◆ **Okuma metni**

········

Propagandanın Gücü ve Roma İmparatorluğu

Propaganda kelimesinin antik dünyada karşılığı yoktur; ilk kez 16. yüzyılın sonunda Latince yaymak/çoğaltmak veya inandırmak/ikna etmek anlamını taşıyan ‘propagare’ kelimesinden türetilir. Türk Dil Kurumu sözlüğüne göre propaganda, ‘bir öğreti, düşünce veya inancı başkalarına tanıtmak, benimsetmek ve yaymak amacıyla söz, yazı vb yollarla gerçekleştirilen çalışma, yaymaca’ olarak tanımlanır.

Via Labicana Augustus; başının üzerine çektiği togası ile (capite velato) dindar vasfı çerçevesinde en büyük rahip (Pontifex Maximus) görünümünde. Roma Ulusal Müzesi.

Roma Dönemi bağlamında propaganda; ‘bir imparatorun, yönetimin yani devletin bilinçli olarak hedef kitleyi kendi şekillendirmek istediği biçimde ideolojik etki altına almak için görsel, yazınsal veya hitabet (retorik) gibi algı yönetme unsurlarını kullanması’ olarak tanımlanabilir.

Propaganda araçlarından birisi olan sanatın, siyaset ve iktidar ile ilişkisi insanlık tarihinin hemen hemen her döneminde vardır. Sanat eserleri üzerinden propagandanın yapıldığı Mezopotamya, Mısır ve Yunan-Roma dünyasında heykelde, kabartmalarda veya resimlerde, anlaşılırlığı sağlamak için sıklıkla belli şablonlara başvurulur. Bir anlamda firavunlar, krallar veya imparatorlar, çoğunluğu okuma yazma bilmeyen halka, onlara ‘ezberletilen resim dili’ aracılığı ile kendilerini kabul ettirmeyi ve benimsetmeyi amaçlayarak, bu şekilde propagandalarını yapar. Bu nedenle bir yandan söz konusu eserlerdeki çeşitlilik bizleri büyülerken, diğer yandan bazı monotonluklar kaçınılmaz olur.

········

◆ **Çıkarılan öğeler**
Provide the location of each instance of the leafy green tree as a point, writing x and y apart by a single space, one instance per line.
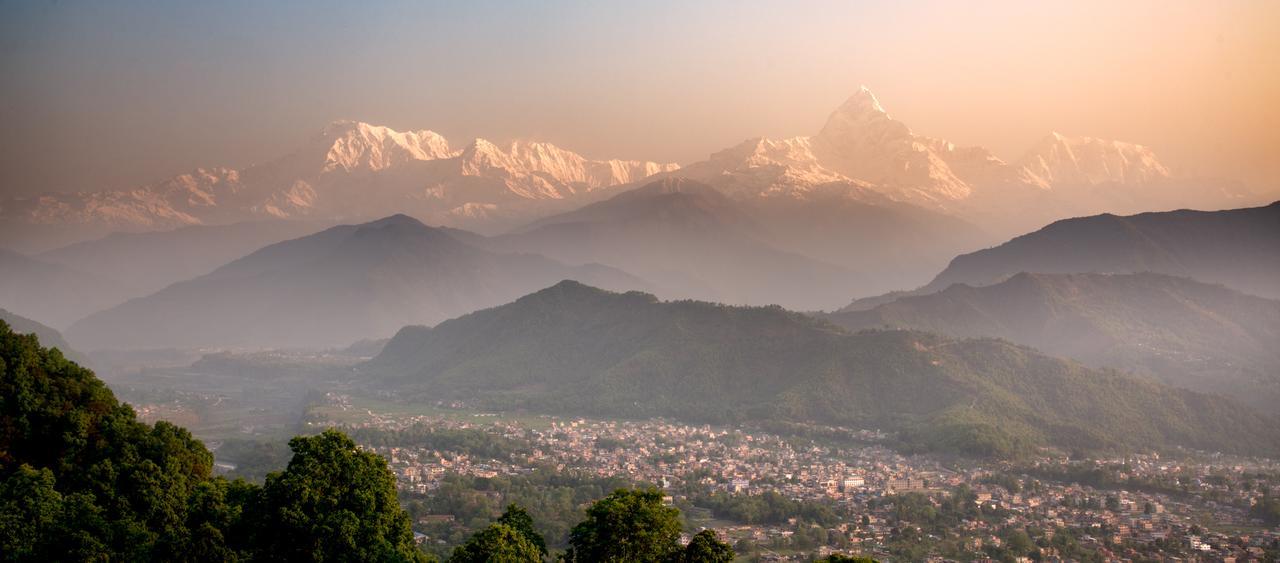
30 509
334 502
705 548
123 485
630 526
839 558
520 521
498 543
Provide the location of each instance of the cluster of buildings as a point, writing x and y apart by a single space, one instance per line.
1205 517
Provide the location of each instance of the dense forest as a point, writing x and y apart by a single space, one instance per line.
577 349
82 479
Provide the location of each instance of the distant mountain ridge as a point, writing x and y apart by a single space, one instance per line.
579 349
330 288
49 337
353 170
1184 333
145 262
1239 248
694 241
53 293
862 149
348 170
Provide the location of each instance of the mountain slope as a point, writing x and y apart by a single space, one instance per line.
1239 248
347 170
572 348
49 337
54 293
145 262
1184 333
330 288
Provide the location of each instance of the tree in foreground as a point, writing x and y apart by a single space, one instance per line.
636 526
519 520
334 502
80 476
839 558
498 543
626 526
705 548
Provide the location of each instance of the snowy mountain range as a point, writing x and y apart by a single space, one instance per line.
355 170
348 170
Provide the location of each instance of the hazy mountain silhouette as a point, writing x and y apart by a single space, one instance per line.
690 241
145 262
53 293
1239 248
49 337
330 288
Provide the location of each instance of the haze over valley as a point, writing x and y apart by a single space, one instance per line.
520 284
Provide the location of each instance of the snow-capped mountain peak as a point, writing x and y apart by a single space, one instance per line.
1064 160
360 146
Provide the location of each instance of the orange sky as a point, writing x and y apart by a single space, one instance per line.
114 95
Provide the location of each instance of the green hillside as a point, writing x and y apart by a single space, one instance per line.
579 349
1185 333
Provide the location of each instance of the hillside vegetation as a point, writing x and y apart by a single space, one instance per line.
574 348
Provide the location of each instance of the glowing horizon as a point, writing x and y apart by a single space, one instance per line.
113 96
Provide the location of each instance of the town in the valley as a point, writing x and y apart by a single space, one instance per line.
796 494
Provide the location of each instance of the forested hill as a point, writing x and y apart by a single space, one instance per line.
577 349
1182 332
1239 248
82 479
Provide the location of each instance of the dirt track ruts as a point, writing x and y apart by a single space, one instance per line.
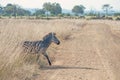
92 53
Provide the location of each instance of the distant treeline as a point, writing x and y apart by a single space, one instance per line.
54 10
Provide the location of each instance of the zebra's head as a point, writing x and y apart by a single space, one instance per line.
54 38
51 38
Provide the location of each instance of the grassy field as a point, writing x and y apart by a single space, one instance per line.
17 65
14 64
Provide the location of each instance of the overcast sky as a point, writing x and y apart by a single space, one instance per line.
66 4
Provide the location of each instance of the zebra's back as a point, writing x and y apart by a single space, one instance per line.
32 46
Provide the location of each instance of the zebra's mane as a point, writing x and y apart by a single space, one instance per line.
46 36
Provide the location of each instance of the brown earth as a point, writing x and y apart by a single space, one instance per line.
89 53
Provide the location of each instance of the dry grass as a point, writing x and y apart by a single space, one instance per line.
16 65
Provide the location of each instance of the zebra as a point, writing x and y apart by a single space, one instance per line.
37 47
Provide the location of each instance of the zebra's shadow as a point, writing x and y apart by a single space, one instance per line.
56 67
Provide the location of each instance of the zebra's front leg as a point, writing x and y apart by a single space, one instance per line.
38 60
45 54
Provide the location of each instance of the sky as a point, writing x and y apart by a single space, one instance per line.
65 4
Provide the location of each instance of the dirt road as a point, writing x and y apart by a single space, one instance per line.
91 53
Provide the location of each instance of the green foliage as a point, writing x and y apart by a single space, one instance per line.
53 8
78 9
39 12
14 10
116 14
106 8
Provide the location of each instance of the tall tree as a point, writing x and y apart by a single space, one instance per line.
53 8
106 8
78 9
14 10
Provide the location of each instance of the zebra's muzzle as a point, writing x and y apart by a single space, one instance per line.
58 43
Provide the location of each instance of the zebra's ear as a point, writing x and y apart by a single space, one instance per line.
53 33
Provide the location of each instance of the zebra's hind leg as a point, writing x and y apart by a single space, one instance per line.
45 54
38 60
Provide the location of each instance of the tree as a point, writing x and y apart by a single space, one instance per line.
39 12
53 8
106 8
15 10
78 9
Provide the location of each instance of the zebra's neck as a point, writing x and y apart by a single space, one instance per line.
47 42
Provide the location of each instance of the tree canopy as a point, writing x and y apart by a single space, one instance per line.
53 8
78 9
14 10
106 8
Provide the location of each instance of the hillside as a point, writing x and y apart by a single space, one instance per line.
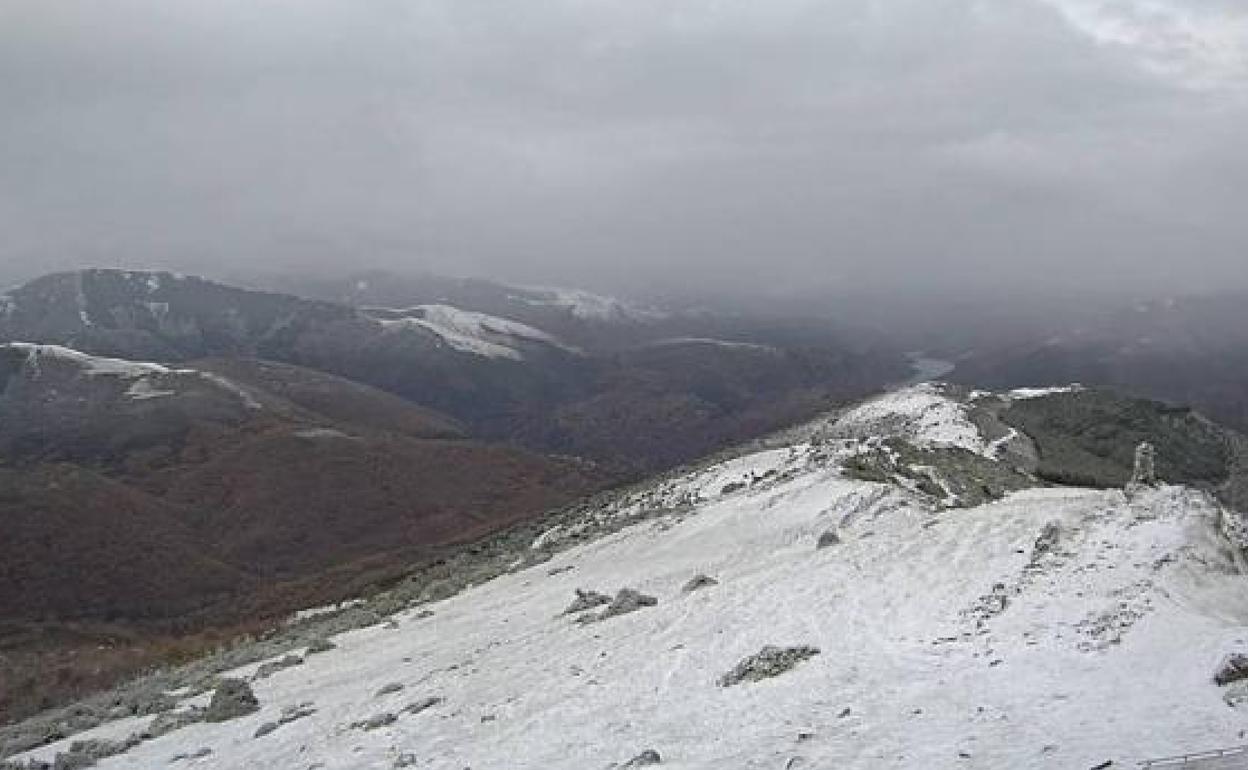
140 501
799 615
554 371
1182 350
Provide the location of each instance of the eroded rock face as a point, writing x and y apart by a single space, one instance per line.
587 599
828 538
698 583
766 663
232 699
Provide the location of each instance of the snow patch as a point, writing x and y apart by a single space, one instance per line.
710 341
90 365
589 306
924 414
467 331
1025 393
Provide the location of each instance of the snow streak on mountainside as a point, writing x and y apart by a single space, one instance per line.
922 414
1053 628
145 380
466 331
589 306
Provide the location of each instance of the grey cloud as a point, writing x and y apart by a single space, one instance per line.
632 144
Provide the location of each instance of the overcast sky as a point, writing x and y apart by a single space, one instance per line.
735 144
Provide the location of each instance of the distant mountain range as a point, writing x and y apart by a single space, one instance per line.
179 454
1188 351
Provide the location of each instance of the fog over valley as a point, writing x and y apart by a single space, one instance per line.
728 149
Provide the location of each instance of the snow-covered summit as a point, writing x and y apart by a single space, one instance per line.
1050 628
589 306
927 414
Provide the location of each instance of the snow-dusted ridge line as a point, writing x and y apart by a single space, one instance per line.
589 306
149 381
714 342
926 414
91 365
466 331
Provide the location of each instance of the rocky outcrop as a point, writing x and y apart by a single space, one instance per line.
766 663
234 698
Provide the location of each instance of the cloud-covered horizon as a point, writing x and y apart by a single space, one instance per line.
635 144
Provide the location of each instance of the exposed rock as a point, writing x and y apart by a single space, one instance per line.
265 729
232 699
627 600
373 723
321 645
587 599
698 583
644 759
1048 538
421 705
828 538
273 667
766 663
1233 668
1145 473
288 715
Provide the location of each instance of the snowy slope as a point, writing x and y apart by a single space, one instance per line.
589 306
925 414
144 380
947 639
468 332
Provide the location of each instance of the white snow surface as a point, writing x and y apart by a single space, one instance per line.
1025 393
925 414
472 332
90 365
714 342
1102 648
147 381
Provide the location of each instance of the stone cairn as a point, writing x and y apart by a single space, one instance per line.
1146 468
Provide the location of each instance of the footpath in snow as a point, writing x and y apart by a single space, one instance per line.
1055 628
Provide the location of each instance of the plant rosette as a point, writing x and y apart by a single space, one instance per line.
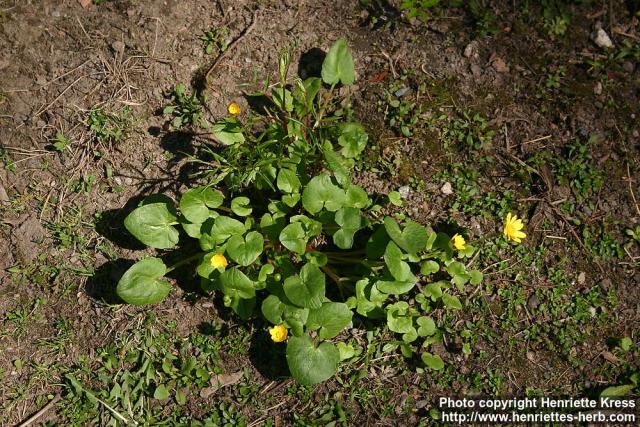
307 255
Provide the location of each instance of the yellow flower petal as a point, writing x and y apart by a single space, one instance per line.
234 109
218 261
278 333
458 242
512 227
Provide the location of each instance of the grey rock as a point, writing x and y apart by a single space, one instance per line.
602 39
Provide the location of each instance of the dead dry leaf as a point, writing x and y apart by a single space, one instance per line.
219 381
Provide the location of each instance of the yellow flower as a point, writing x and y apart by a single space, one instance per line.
278 333
234 109
513 227
218 260
458 242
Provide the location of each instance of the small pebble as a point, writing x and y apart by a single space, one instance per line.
118 46
404 191
601 38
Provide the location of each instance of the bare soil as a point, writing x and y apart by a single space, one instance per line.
59 60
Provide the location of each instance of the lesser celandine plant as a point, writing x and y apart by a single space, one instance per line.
302 245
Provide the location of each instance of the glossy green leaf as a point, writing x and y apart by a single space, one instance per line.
228 131
451 301
331 318
346 350
338 64
398 318
377 244
356 197
350 221
426 326
306 289
294 238
195 203
234 279
245 250
152 225
295 318
272 309
161 392
288 181
429 267
241 206
353 139
322 193
413 238
225 227
142 284
399 269
432 361
310 364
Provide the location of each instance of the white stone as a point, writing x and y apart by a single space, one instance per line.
601 38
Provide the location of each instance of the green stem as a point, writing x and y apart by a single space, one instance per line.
185 261
324 105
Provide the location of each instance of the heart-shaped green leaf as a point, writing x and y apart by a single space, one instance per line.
322 193
377 243
395 287
195 203
346 350
295 318
306 289
338 164
152 224
413 238
369 299
398 318
331 319
294 238
272 309
432 361
451 301
309 364
235 279
433 290
225 227
288 181
356 197
429 267
241 206
350 221
475 277
228 131
338 64
426 326
399 269
291 199
352 139
141 283
245 250
271 225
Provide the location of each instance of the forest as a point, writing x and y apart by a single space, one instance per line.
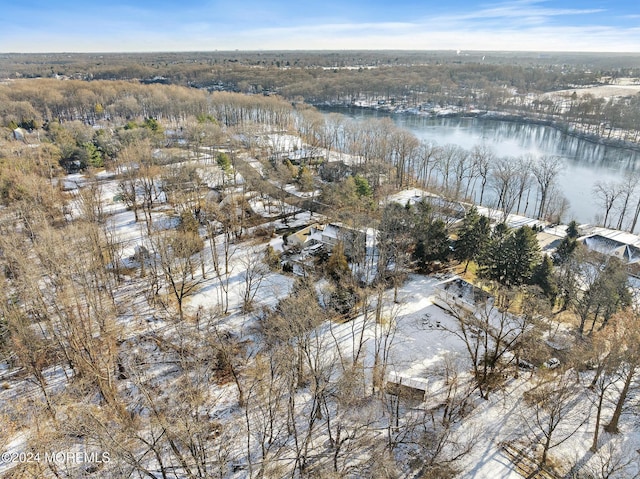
200 283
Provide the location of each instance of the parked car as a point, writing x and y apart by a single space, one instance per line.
552 363
522 364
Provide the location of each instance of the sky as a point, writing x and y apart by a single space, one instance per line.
208 25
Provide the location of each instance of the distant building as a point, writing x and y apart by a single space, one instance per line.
20 134
620 244
456 291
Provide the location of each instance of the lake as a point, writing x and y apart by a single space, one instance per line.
585 162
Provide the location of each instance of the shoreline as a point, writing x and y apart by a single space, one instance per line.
491 115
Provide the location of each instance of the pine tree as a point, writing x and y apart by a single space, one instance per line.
544 278
473 237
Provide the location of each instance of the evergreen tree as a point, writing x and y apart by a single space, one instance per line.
511 257
572 230
524 251
473 237
362 186
543 277
564 250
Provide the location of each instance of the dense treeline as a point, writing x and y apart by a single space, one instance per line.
121 362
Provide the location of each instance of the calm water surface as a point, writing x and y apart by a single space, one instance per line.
585 163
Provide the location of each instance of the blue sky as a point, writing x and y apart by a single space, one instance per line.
204 25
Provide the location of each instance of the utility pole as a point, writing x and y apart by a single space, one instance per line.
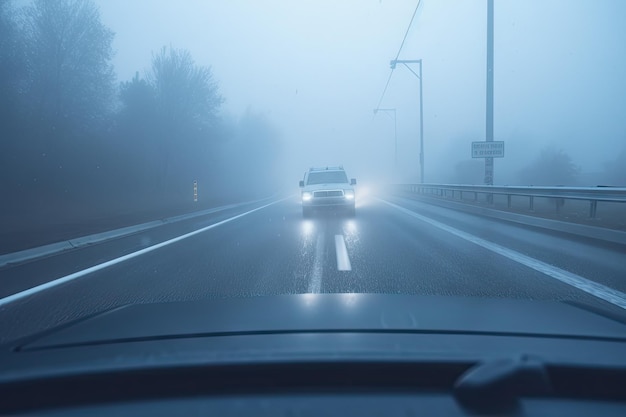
395 133
418 75
489 110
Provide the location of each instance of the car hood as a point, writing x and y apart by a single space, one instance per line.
310 313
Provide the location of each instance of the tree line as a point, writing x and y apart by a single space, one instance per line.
70 132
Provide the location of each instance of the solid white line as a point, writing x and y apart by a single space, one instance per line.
598 290
14 297
343 261
315 286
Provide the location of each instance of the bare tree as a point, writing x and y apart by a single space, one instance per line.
186 94
68 59
552 167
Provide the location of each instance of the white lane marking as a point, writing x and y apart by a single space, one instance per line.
603 292
315 285
14 297
343 261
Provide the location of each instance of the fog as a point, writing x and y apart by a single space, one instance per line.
316 70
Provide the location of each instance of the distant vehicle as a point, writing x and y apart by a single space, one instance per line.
327 188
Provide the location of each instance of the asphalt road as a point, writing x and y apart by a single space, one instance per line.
393 245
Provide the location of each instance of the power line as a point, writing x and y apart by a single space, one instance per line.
398 54
385 90
408 28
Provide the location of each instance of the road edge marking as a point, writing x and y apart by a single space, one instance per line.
25 293
600 291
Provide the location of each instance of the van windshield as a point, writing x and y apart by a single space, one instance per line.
326 177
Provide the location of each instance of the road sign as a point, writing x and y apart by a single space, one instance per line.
493 149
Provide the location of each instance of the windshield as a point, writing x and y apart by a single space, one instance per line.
154 151
327 177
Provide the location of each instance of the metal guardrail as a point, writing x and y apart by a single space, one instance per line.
559 194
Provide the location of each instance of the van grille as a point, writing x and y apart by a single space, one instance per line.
333 193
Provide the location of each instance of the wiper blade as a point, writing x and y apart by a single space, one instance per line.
496 386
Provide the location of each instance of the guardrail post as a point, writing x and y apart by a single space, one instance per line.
593 208
559 203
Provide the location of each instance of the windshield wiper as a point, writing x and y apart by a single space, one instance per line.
496 386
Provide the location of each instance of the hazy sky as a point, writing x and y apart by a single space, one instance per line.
317 69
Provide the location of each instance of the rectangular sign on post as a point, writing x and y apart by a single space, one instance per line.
493 149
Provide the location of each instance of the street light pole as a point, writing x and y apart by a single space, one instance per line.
418 74
395 132
489 109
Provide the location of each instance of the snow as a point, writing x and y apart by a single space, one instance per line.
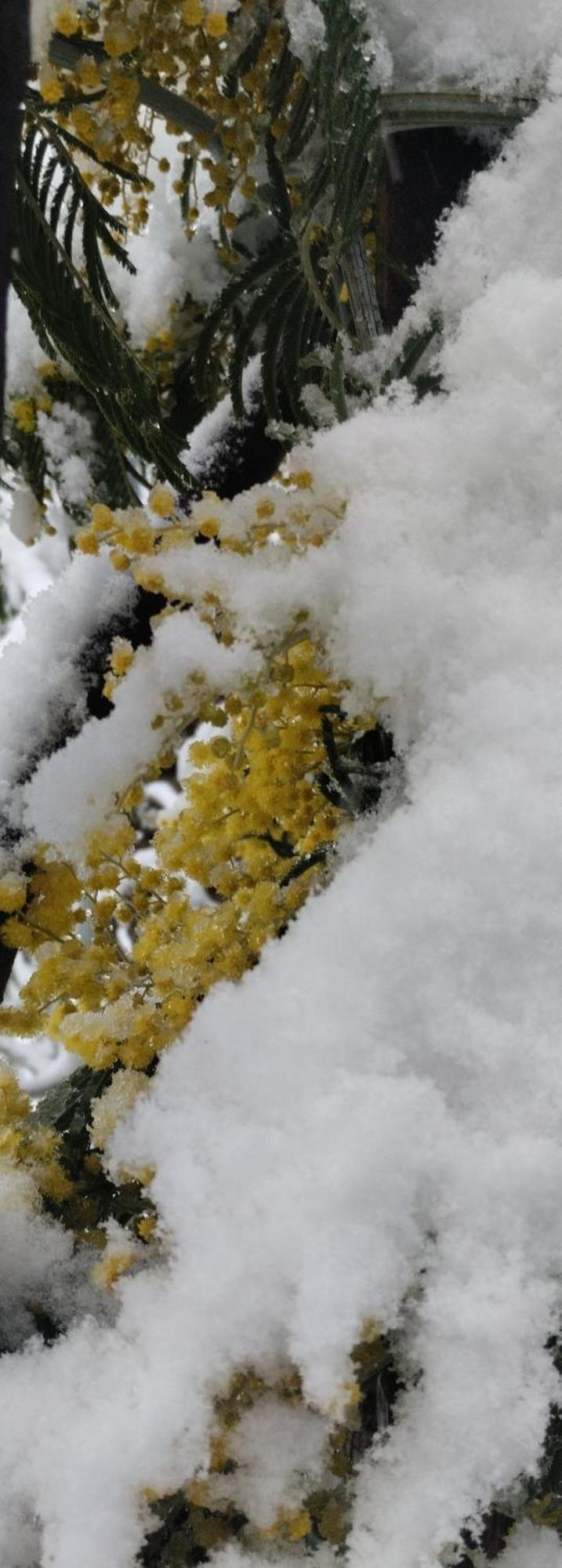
368 1127
42 678
78 786
499 48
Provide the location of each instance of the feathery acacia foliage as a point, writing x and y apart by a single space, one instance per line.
120 949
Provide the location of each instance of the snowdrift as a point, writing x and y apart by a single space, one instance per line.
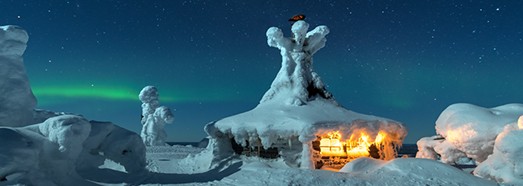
53 151
491 137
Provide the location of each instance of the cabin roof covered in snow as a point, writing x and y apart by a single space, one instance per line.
274 119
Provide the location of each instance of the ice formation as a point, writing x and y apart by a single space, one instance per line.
470 131
16 98
51 153
154 117
505 165
296 82
297 109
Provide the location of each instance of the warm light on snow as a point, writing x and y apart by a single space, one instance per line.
357 145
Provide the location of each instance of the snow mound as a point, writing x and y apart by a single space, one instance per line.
16 98
409 171
51 153
472 129
505 165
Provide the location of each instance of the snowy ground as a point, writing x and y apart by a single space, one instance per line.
185 165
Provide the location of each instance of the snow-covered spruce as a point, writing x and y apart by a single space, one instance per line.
16 98
296 82
296 109
154 117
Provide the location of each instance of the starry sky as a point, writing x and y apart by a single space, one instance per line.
404 60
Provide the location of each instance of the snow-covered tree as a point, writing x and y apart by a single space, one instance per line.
296 82
154 117
16 98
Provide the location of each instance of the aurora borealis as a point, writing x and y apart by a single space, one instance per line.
404 60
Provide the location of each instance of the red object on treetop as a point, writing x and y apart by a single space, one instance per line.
297 17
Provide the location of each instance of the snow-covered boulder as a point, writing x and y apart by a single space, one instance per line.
505 165
68 131
19 159
154 117
51 153
16 98
437 148
109 141
472 129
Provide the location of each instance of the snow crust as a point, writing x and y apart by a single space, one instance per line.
409 171
154 117
16 98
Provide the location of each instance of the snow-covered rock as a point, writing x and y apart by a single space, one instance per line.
68 131
51 152
472 129
505 165
154 117
16 98
110 141
437 148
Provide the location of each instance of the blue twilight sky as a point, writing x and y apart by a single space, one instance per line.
405 60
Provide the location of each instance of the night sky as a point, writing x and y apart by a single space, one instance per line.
404 60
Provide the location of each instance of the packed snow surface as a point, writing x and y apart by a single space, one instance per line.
272 120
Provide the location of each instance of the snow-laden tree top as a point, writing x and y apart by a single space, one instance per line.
13 40
16 98
297 104
296 82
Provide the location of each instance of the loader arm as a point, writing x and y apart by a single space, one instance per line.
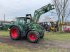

········

◆ **Yapılacak iş**
Roma İmparatorluğu'nda propaganda üzerine olan metnin devamını, son cümlesinden sonra gelecek şekilde yazın. Bu iş için öğelere gerek yok.

◆ **Yazılı yanıt**
Roma İmparatorluğu’nun anlayışına göre mimari eserler, heykeller, kabartmalar, portreler, sikkeler hatta dini bayramlar bile propagandaya yönelik olarak yapılır; psikolojik açıdan dini duygulara hitap edilirken, siyasi ideoloji de yöneticinin dindarlığını, güvenilirliğini ve insan yönünü ön plana çıkarır; dolayısıyla propaganda ideolojik veya psikolojik olarak yürütülür.

Roma imparatorlarının başarıları sadece Roma’da değil, hakimiyet alanlarının sınırları içinde kalan toprakların tümünde hikayeleştirilip yüceltilir ve tanrısal öğeler ile bezenir. İmparatorları yansıtan kabartmalar veya kendilerinin ve ailelerinin büstleri ve heykelleri söz konusu coğrafyalarda da yaptırılır veya Roma’dan gönderilmeleri suretiyle propagandaları sürdürülür. Roma imparatorlarının kendi halklarına ve Roma’ya gelen yabancılara güçlerini ve imparatorluğun sürekliliğini göstermek en önemli amaçlarıdır.  

İmparator Hadrianus. Roma Palazzo Massimo.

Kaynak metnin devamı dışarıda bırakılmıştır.